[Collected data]
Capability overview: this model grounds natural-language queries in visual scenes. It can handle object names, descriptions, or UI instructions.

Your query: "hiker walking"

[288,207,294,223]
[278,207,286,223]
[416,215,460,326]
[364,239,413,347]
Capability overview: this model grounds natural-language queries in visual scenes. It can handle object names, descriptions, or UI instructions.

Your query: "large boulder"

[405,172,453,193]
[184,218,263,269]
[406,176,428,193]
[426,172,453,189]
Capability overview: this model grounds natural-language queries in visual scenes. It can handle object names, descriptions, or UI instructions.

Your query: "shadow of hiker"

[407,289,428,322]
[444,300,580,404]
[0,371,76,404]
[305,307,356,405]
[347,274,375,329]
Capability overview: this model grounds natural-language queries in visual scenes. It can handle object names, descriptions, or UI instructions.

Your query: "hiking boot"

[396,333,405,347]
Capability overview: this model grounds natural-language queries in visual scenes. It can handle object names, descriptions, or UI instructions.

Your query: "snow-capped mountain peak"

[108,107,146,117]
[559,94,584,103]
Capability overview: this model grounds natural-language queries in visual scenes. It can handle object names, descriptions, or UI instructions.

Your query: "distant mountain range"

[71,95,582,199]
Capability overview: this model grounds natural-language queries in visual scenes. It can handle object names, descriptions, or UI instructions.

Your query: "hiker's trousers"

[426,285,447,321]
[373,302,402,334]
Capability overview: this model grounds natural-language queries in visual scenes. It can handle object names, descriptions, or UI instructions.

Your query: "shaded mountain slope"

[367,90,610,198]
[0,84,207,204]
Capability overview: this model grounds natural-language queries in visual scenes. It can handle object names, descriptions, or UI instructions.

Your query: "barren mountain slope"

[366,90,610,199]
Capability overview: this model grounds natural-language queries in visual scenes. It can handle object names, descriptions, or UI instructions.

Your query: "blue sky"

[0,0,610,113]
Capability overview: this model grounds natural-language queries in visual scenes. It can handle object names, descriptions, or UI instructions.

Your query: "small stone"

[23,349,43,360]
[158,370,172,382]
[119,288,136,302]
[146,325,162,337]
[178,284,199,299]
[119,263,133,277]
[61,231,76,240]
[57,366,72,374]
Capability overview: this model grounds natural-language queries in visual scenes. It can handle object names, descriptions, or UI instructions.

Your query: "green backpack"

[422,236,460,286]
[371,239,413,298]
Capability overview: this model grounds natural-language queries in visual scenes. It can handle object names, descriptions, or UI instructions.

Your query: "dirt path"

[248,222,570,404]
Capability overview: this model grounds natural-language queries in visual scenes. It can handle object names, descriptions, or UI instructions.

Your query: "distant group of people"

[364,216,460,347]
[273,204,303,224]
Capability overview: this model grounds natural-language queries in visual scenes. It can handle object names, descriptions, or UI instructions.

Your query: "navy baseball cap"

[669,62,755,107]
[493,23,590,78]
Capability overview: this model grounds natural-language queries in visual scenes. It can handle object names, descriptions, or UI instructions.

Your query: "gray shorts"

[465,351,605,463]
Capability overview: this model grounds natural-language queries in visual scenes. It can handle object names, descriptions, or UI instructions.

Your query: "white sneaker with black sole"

Objective
Reproduce the material word for word, starting at its first line and ending with the line that contains "[0,0,610,113]", including both of those lines.

Solved problem
Capability overview: this model grounds natural-language queries in visual scenes. It can handle object names, descriptions, or UI instructions.

Your query: "hiker walking"

[288,207,294,223]
[278,207,286,223]
[416,215,460,326]
[364,239,413,347]
Capability overview: this model grounds natural-language queries in visual scenes. It can handle object names, descriptions, or UI instructions.

Your query: "large boulder"

[405,172,453,193]
[184,218,263,269]
[406,176,428,193]
[426,172,453,189]
Capability overview: this model grounds natural-language queries in visual scenes. It can handle object names, descriptions, or UI instructions.

Your query: "shadow of hiker"

[407,289,428,322]
[444,300,580,404]
[0,371,76,404]
[305,307,356,405]
[347,274,375,329]
Capability overview: this model grounds natural-language queries in visual scenes. It can handle object names, descriptions, or UI instructions.

Your query: "hiking boot"

[396,333,405,347]
Capability overview: this model grounds natural-language queries in visual scenes. It can handle object names, descriptions, or UI instructions.

Your query: "snow-capped mountain peak"

[108,107,146,117]
[559,94,584,103]
Capability overview: this model grounds natural-language queries in visual scenes. It can handle object names, descriptions, or UI instructions.

Your query: "distant mountain range"

[71,95,582,199]
Capability overview: this model grounds natural-language queries in visual scenes. It can handle object names, descriptions, or UI instructions.

Your query: "hiker's trousers"

[426,285,447,321]
[373,302,402,334]
Capability overview: this model grounds natural-language queries in visual scenes. It can handle object names, descriptions, or UI instructions.

Your query: "shaded mountain slope"

[367,90,610,198]
[0,84,207,204]
Capability overview: this model grounds natural-language queries in visual scenes. It can handle object names, descriptions, or UI instructions.

Your query: "barren mountain slope"

[366,90,610,199]
Capability overview: this model grounds natural-language queries in visual scenes. It can handle object names, descriptions, or UI instructions.

Your query: "blue sky"

[0,0,610,113]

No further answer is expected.